[Task inputs — start]

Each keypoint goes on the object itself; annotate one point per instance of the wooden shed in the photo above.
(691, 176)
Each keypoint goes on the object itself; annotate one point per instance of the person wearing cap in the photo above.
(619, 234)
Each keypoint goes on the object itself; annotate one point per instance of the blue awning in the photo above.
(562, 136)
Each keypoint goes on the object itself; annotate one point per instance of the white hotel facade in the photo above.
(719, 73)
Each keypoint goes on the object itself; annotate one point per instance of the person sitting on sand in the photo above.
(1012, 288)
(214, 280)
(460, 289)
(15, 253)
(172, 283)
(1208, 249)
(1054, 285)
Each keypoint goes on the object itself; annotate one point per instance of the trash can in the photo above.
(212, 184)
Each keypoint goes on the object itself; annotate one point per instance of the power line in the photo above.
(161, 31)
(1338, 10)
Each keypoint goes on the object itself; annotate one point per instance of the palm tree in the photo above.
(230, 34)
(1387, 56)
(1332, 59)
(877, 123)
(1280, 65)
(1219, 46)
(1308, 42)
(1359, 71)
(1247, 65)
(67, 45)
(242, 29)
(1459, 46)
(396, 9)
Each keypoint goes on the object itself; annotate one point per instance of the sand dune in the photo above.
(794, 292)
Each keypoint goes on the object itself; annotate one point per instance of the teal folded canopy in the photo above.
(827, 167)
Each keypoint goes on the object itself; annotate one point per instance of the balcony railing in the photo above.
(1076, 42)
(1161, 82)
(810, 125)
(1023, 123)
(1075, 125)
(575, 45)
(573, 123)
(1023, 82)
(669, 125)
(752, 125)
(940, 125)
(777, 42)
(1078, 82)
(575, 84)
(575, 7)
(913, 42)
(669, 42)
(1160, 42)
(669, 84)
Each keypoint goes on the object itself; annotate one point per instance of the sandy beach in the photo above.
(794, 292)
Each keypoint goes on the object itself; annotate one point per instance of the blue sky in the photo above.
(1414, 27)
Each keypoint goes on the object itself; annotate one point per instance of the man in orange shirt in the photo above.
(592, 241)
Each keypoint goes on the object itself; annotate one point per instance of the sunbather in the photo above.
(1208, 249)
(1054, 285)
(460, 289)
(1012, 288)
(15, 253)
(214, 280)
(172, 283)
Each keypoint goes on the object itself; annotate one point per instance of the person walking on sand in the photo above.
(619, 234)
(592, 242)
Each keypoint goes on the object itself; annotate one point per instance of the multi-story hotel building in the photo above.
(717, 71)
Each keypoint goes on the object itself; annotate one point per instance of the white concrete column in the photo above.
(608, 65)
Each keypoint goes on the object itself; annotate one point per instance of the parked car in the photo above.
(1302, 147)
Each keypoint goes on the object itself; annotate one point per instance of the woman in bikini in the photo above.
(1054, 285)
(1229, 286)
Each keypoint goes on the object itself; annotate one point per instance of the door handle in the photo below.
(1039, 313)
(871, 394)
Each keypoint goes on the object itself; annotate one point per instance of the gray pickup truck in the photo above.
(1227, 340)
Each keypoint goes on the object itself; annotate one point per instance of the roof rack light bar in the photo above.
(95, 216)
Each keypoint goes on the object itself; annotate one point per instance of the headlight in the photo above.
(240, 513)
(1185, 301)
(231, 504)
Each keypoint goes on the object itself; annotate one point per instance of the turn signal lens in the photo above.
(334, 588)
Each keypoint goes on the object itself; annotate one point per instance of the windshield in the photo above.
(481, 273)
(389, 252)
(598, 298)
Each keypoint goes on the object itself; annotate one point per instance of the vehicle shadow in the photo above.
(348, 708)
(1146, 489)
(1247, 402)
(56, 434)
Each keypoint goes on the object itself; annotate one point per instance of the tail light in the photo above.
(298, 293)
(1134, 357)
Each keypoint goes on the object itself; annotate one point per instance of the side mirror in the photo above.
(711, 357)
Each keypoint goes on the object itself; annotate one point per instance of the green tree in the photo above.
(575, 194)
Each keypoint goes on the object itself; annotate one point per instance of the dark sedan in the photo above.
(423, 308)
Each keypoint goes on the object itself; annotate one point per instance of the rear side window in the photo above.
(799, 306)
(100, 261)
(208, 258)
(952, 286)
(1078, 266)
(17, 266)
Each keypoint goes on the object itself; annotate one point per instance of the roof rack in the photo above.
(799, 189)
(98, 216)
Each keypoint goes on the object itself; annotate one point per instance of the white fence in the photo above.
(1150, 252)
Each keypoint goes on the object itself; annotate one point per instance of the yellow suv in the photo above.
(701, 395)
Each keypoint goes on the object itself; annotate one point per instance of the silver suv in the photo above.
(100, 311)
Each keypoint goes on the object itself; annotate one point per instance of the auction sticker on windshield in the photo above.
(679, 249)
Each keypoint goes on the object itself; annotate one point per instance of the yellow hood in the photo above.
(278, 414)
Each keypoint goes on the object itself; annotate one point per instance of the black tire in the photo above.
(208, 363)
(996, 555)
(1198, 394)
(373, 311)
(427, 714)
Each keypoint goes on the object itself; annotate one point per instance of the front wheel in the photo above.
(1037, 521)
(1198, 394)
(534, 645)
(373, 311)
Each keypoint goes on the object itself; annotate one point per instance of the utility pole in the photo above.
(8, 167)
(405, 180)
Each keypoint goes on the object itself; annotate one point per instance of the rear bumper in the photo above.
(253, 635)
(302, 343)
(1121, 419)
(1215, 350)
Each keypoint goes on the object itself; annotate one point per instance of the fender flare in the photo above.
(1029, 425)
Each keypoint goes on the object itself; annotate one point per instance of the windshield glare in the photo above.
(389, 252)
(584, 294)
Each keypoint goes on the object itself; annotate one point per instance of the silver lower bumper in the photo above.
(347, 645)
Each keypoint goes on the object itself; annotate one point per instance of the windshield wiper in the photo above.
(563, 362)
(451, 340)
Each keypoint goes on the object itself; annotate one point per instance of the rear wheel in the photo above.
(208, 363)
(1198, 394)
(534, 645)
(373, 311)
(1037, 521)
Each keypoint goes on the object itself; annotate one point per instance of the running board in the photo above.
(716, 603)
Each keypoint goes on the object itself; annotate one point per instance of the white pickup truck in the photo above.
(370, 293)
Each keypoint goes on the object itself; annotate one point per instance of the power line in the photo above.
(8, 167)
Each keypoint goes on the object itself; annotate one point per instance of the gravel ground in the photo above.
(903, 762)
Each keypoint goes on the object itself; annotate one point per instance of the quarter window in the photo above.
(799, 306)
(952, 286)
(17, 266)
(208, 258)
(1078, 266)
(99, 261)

[Task inputs — finish]

**Problem to work on:** All of the data must be written out again, exactly as it stands.

**Solution:**
Each keypoint goes on the object itself; annotate one point per instance of the wooden shed in the photo above.
(691, 176)
Each keypoint goes on the object itself; annotate one point per instance of the person wearing cap in the photo above.
(619, 234)
Each keypoint goes on the object itself; annotate one point per instance of the blue awning in the photo above.
(562, 136)
Each keypoint goes on the object itself; annotate one point per instance of the white hotel facade in the photo above.
(719, 73)
Each keypoint goes on the object itself; annotate one point per instance of the person sitting on sand in the photo above.
(1012, 288)
(214, 280)
(460, 289)
(15, 253)
(172, 283)
(1208, 249)
(1054, 285)
Each keypoint goes on the object itself; annotate one point per instance of the trash can in the photo above.
(212, 184)
Each keypoint goes on the object itself; annotate one point per instance of the power line in the photo above.
(161, 31)
(1338, 10)
Each keypoint goes on the object itself; annotate one point per instance of the palm tree in the photo above.
(230, 34)
(1387, 56)
(1332, 59)
(877, 123)
(1280, 65)
(1219, 46)
(1308, 42)
(1359, 71)
(1247, 65)
(67, 45)
(242, 29)
(1459, 46)
(396, 9)
Each keypoint goes on the object itself; annotate one point per instance of the sand dune in the photo above.
(794, 292)
Each keypoint goes on the object itself; annotate one point per instance of the teal folded canopy in the photo above.
(827, 167)
Each keypoint goes on the object itself; annotate one point per instance of the balcony railing in the photo above.
(1076, 42)
(1161, 82)
(810, 125)
(1023, 123)
(1075, 125)
(575, 45)
(573, 123)
(1023, 82)
(669, 125)
(752, 125)
(940, 125)
(777, 42)
(1078, 82)
(575, 84)
(575, 7)
(913, 42)
(669, 42)
(1160, 42)
(669, 84)
Each keypoint goes on the object itself; annotate one point per instance of the sandy beach in the photo above.
(794, 292)
Each keypoint goes on the object itself; annotate one point per instance of the blue sky in the photo above.
(1414, 27)
Each keypoint goes on the object itself; annotate one point per instance of the man in orange shirt in the photo above.
(592, 241)
Each keypoint goes on the object itself; annotate one point per instance of the sunbather in the photo above.
(1208, 249)
(1054, 285)
(460, 289)
(1012, 288)
(15, 253)
(214, 280)
(172, 283)
Each keypoint goes on the object itself; annotate one point per instance of the person walking on sand in the photo above.
(619, 234)
(592, 242)
Each keypoint goes on the object itself; annotate one point per instance of the multi-story hotel building in the photo above.
(717, 71)
Each keypoint goes on the object itself; annotate one point per instance of the white concrete column in the photo above.
(608, 65)
Each keypoint goes on the object itself; annotate one point per instance of the parked car in the photo above.
(1302, 147)
Each keypoint goes on the object itself; annotate one point per instance of the woman in bikini in the photo above.
(1054, 285)
(1229, 286)
Each keypoint goes on the object itself; annotate one point per instance of the door handle in the photo below.
(1039, 313)
(871, 394)
Each keypoint goes on the object itself; annotate one point per instance of the gray pickup truck in the photo above.
(1227, 340)
Each keypoint goes on the object itself; annotate one point per instance of the roof rack light bar in the photo above.
(95, 216)
Each keypoint goes on the object itself; annotate one point per instance of the headlight in the photo above.
(240, 513)
(1185, 301)
(231, 504)
Each keypoint goes on the object itself; annotate one point per instance of the turn signal lens in the photo above.
(334, 588)
Each keypoint goes on the object itself; annotate one point per instance of the windshield in the photo above.
(481, 273)
(389, 252)
(598, 298)
Each keypoint goes on the object itself; annotate one point per instance of the vehicle shadow in the photo above.
(348, 708)
(1146, 489)
(1247, 402)
(56, 434)
Each keypoint goes on the object itself; annotate one point per instance of the tail light in the photo above.
(298, 293)
(1134, 357)
Each keypoint goes on the object itself; annotate one point per instance of the side mirror in the photo above.
(711, 357)
Each keypoint goes on the object itself; annotate one point per instance of the green tree in the photo above.
(575, 194)
Each keypoint goes on the object itself; annotate one point per instance of the dark sedan in the photo above.
(423, 308)
Each keypoint goes on the object itself; annotate one point per instance of the rear side window in the photo above.
(799, 306)
(100, 261)
(208, 258)
(952, 286)
(1078, 266)
(17, 266)
Each keypoint goes on the object itself; annotate one point per instance of the roof rack in the photo above.
(799, 189)
(98, 216)
Each keypoint goes on the object itself; annotate one point per instance of the white fence in the photo above.
(1150, 252)
Each keypoint goes on the object itself; annotate one point per instance of the yellow suv in the photo above.
(701, 395)
Each keypoint goes on the object itself; annotate one point per instance of the silver suv in the photo above.
(100, 311)
Each keypoint goes on the object itself; annotate one point per instance of the auction sticker on windshield in the photo above.
(679, 249)
Each keypoint goes on the object itself; annotate one point per instance of the yellow hood in the photo above.
(278, 414)
Each keypoint goes on the object itself; annotate one point per instance of the black tire in the photo above.
(208, 363)
(996, 555)
(1198, 394)
(373, 311)
(427, 714)
Each keypoint goes on the object itself; annotate one point per instance of the front wheel in the photo above.
(1037, 521)
(1198, 394)
(534, 645)
(373, 311)
Each keypoint goes on the object itself; annotate one point per instance of the utility pole in the photo above.
(8, 167)
(405, 180)
Each keypoint goes on the object itself; annotate one point per instance of the rear bumper in the photo above.
(253, 635)
(302, 343)
(1121, 419)
(1215, 350)
Each keypoint goes on the object itself; annotate one point per instance of the fender flare in the photo above.
(1029, 425)
Each keypoint goes on the object itself; annotate one point per instance of the windshield glare in the photo above.
(389, 252)
(584, 294)
Each keypoint goes on the object itself; annotate one point per instance of the silver lower bumper in the photo above.
(347, 645)
Each keypoint goes on the object itself; annotate one point per instance of the windshield wiper in the photo above.
(563, 362)
(451, 340)
Each keypoint goes on the object itself; annotate one point per instance of the rear wheel in the photo above.
(208, 363)
(1198, 394)
(534, 645)
(373, 311)
(1037, 521)
Each keypoint goes on the object itself; annotate one point per instance of the running board in the photo above.
(716, 603)
Each keypoint goes on the object itself; annotate one point per instance of the white pickup truck in the photo above.
(370, 293)
Each keypoint goes on the object itself; annotate one point per instance of the power line in the photo above.
(8, 167)
Each keypoint goes on the object itself; annotate one point per instance of the gravel ground in the photo above.
(903, 762)
Each keypoint goes on the object itself; annotate one point per instance of the quarter window in the photo above.
(799, 306)
(952, 286)
(17, 266)
(208, 258)
(1078, 266)
(99, 261)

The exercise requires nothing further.